(Referring expression pointing data)

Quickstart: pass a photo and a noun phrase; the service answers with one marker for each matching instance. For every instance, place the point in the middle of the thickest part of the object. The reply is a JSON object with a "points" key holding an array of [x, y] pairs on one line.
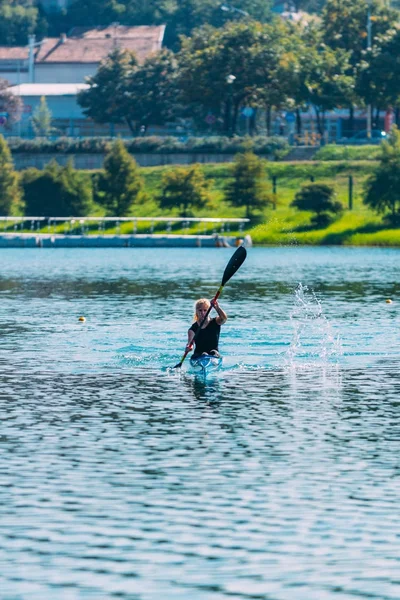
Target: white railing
{"points": [[81, 223]]}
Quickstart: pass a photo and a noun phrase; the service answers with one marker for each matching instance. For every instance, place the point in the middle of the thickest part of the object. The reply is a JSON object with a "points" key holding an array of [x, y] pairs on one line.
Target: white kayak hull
{"points": [[205, 364]]}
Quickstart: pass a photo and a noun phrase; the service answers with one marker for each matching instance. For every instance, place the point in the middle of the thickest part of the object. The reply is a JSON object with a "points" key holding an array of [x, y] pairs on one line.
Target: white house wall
{"points": [[64, 73]]}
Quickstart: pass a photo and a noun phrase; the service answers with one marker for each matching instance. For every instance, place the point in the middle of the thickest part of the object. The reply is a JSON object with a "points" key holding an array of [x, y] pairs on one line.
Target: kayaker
{"points": [[207, 340]]}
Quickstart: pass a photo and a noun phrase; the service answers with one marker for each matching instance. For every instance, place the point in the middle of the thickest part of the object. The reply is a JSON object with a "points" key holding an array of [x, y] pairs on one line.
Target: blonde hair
{"points": [[198, 303]]}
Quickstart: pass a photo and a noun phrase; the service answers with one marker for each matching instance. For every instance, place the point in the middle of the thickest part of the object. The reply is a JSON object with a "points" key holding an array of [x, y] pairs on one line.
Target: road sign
{"points": [[290, 117], [248, 111], [210, 119]]}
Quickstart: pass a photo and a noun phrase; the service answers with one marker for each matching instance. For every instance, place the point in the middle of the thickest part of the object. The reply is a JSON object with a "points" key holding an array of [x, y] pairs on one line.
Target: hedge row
{"points": [[97, 145]]}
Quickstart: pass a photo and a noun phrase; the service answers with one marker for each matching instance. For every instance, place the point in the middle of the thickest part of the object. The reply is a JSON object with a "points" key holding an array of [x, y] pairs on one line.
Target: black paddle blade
{"points": [[233, 265]]}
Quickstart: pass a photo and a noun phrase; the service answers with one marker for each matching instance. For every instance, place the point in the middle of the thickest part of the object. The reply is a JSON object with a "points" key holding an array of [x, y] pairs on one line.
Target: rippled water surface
{"points": [[277, 478]]}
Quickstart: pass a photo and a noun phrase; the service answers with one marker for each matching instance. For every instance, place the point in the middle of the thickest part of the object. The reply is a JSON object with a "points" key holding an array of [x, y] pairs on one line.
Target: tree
{"points": [[57, 191], [150, 95], [41, 119], [119, 186], [10, 194], [10, 104], [344, 27], [382, 190], [185, 188], [328, 84], [18, 19], [379, 76], [221, 70], [319, 198], [248, 187], [106, 100]]}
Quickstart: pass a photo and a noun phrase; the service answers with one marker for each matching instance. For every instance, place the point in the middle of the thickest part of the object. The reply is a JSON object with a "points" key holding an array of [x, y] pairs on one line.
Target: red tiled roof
{"points": [[92, 46]]}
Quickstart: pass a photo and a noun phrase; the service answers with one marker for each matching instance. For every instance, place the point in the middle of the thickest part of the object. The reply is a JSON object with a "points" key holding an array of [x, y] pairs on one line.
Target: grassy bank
{"points": [[283, 225]]}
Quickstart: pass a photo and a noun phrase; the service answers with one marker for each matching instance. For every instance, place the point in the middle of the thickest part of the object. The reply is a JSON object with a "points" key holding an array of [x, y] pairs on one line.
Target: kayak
{"points": [[206, 363]]}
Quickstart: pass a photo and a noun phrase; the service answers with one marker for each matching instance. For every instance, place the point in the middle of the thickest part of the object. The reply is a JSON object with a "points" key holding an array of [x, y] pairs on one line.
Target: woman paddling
{"points": [[207, 339]]}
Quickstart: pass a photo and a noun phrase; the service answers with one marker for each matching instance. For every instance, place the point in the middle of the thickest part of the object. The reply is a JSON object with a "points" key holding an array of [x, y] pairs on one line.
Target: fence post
{"points": [[350, 192]]}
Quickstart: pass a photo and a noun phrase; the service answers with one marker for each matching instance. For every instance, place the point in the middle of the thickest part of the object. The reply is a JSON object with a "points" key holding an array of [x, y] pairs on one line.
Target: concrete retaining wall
{"points": [[10, 240], [95, 161]]}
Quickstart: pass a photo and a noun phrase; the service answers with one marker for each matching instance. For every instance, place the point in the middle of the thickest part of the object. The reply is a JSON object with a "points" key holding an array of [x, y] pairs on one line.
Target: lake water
{"points": [[276, 479]]}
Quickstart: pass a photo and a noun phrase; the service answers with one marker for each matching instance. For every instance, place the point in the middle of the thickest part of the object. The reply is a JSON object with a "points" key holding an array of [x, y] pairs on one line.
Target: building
{"points": [[57, 68], [70, 59], [54, 6], [61, 100]]}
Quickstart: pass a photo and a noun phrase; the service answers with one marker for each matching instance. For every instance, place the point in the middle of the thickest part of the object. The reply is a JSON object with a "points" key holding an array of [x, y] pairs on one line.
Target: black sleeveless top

## [ABOUT THIS EXERCISE]
An exact retyping of each record, with no pictures, is the answer required.

## [RESPONSE TO THE TASK]
Quickstart: pass a photo and a noun phrase; the service answers with one marker for each matching instance. For every instance, place the point in the middle of the thickest part of the object. The reply is a JSON object with a "points" key holding an array of [x, y] pairs on one line.
Target: white railing
{"points": [[81, 223]]}
Quickstart: pass a photo and a noun phrase; the service answers with one marker for each matching instance. For every instance, place the point in the middle of the thickest part of the object. The reply is a JSON object with a "points" key holding an array of [x, y] pairs on one line.
Target: white kayak hull
{"points": [[205, 364]]}
Quickstart: pass a photo and a noun phrase; the service answers with one marker for each matching instance. For every instance, place the point in the middle of the thickest part of the object. The reply is a JSON object with a "points" key holding an array of [x, y] pairs on one line.
Target: white house wall
{"points": [[64, 73]]}
Quickstart: pass a photo and a noun phrase; the service answers with one marker for each matching instance. For every instance, place the point in the middle of the thickest part of the object. The reply is a JSON object with a "points" key holding an array of [x, y] pairs on one line.
Target: kayaker
{"points": [[207, 340]]}
Quickstart: pass a photo and a noun phrase; the service answers with one marker for each matching instance. For every instance, place the point in the middle of the thickest part of the object. The reply is a JSON object with a "points" key holding an array of [x, y] pairs on one line.
Target: blonde hair
{"points": [[198, 303]]}
Quickstart: pass a photo and a noun phrase; the service answers with one marker for each matching instance. For every instance, place the point in the middle of the thickest part of the object. The reply is a JSON object with a "points" key holding an array of [x, y] pairs on one line.
Target: road sign
{"points": [[290, 117], [248, 111], [210, 119]]}
Quickstart: pass a photo and a noun phrase; the service answers with one marker for each matching instance. For every instance, place the point in the middle of the thickest part of the object. The reply is a JSON object with a "points" key holding an array of [x, y] pairs on one line.
Target: hedge row
{"points": [[97, 145]]}
Quickstart: pass a photo and a noun phrase; the service answers with one marker for each matching instance. For every instance, place the point in the middle of the thickest part of the object. The reply is a JSON object with a "points" key holding an array of [x, y] pairs on one line.
Target: black paddle blade
{"points": [[233, 265]]}
Quickstart: pass a photo and a noun phrase; the service answers with one marker for each matching instance. For every instance, place the point in the middle of the thickest part of the object. The reply is a JSON object with a "points" key holding an array of [x, y] pairs on one line.
Target: rippled water surface
{"points": [[277, 478]]}
Quickstart: pass a photo and a noun phrase; the service answers with one marker for each matching instance. For every instance, place the point in the middle of the thickest part of the object. The reply is a JSON object with a "points" key holding an array of [x, y] pairs on one line.
Target: tree
{"points": [[57, 191], [150, 95], [41, 119], [119, 186], [10, 194], [10, 104], [344, 27], [382, 190], [185, 188], [328, 84], [18, 19], [379, 76], [221, 70], [319, 198], [248, 187], [106, 100]]}
Quickstart: pass a photo and a noun phrase; the service answers with one marker for each matching instance. For every instance, place the point in the middle of the thickest part of the object. The reply is a JSON object with a "points" key holding an array of [x, y] pairs on one line.
Target: red tiled roof
{"points": [[92, 46]]}
Quickstart: pass a photo and a noun phrase; the service answers with one marker for each matching instance. For every instance, place the point in the middle of the thickest part of the object. The reply is a JSON object with a "points" key holding an array of [x, y] pairs on one line.
Target: grassy bank
{"points": [[283, 225]]}
Quickstart: pass a photo and a noun phrase; the service answers with one marker for each matching instance. For every instance, place the point in the middle of the thickest part of the object. The reply is a JSON object with a "points" key holding an array of [x, y] pairs on one line.
Target: kayak
{"points": [[206, 363]]}
Quickstart: pass a photo and a noun phrase; the service answers with one marker for each matching instance. For every instance, place the point in the middle of the thickest part of the object. The reply is a JSON object with a "points" key holding an array of [x, y] pairs on one line.
Target: woman paddling
{"points": [[207, 339]]}
Quickstart: pass a photo and a noun phrase; the service answers with one marker for each matching instance. For every instance, place the point in the middle of the thickest part of the object. The reply is a JSON object with a "points" key holding an array of [x, y] pairs on one line.
Target: fence post
{"points": [[350, 192]]}
Quickstart: pass a photo and a noun phrase; the service answers with one marker for each matching instance. For every instance, place the point in the middle of the thickest part of the object. The reply is a JSON object with a "points" key holding an array of [x, y] pairs on one line.
Target: concrete retaining wall
{"points": [[10, 240], [95, 161]]}
Quickstart: pass a photo and a noun phrase; the service answers with one marker for each matching instance. For every instance, place the point in the middle of the thickest part of the object. The reply is a JSON object with a "points" key holding an array of [x, y] pairs on one line.
Target: lake water
{"points": [[276, 479]]}
Quickstart: pass a photo and a noun phrase; the service answers with one marker for each matching instance. For every instance, place the point in the middle of the thickest part of the object. The reply is a JSON object with a "points" key holding an array of [x, y] pairs on one line.
Target: building
{"points": [[57, 68], [70, 59], [54, 6], [61, 100]]}
Quickstart: pass a photo and a noun phrase; the service answers with one marker for each matching instance. For every instance, place the point in the middle of the thickest part of the object. The reply is a JSON object with a "points" key holding an array of [x, y] pairs on one line.
Target: black sleeveless top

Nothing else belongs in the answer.